── Listed entries
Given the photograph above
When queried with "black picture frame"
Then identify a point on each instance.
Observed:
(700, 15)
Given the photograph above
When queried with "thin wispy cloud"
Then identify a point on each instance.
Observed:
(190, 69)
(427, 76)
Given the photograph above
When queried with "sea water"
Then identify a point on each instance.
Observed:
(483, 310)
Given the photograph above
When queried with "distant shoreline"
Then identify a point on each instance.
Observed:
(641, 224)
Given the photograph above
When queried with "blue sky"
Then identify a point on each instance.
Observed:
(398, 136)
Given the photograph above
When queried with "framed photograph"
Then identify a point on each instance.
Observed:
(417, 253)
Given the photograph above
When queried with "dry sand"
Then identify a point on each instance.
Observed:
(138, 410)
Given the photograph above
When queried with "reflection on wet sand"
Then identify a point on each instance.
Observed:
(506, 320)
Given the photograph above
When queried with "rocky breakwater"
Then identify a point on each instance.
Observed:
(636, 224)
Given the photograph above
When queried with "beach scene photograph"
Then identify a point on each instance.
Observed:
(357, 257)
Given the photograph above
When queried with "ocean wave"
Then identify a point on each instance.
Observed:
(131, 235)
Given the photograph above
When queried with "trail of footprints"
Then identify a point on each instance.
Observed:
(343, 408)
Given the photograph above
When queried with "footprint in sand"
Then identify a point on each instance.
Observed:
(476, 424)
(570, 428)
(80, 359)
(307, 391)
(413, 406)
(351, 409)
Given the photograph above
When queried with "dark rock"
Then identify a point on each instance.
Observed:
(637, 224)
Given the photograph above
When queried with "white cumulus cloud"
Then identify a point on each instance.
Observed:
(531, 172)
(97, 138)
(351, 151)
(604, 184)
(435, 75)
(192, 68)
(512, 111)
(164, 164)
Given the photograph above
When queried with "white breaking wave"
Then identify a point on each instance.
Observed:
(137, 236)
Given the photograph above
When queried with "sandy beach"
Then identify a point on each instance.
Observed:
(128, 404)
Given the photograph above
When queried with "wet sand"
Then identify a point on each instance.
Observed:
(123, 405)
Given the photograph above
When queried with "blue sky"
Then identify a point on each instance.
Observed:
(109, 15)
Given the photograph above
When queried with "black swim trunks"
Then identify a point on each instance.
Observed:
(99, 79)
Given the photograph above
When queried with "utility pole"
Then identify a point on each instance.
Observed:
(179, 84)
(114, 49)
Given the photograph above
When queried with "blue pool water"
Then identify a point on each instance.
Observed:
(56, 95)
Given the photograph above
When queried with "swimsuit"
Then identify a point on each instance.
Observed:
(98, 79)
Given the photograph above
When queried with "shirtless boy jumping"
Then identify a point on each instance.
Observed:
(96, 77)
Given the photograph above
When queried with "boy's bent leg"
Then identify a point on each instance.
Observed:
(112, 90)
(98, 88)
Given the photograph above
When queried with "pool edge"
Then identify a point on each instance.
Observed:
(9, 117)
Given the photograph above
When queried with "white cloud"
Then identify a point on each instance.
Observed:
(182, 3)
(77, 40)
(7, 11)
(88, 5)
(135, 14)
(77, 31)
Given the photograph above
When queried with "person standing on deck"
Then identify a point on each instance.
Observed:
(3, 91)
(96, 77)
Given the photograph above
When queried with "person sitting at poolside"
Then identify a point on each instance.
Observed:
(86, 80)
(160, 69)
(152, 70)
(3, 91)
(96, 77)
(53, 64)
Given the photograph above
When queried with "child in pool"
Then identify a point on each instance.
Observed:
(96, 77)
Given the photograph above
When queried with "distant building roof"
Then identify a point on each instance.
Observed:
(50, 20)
────
Task instructions >> Look through the entries above. Copy out every line holding the word "wave".

Written reply >>
When queried with "ocean wave"
When queried with "white breaking wave"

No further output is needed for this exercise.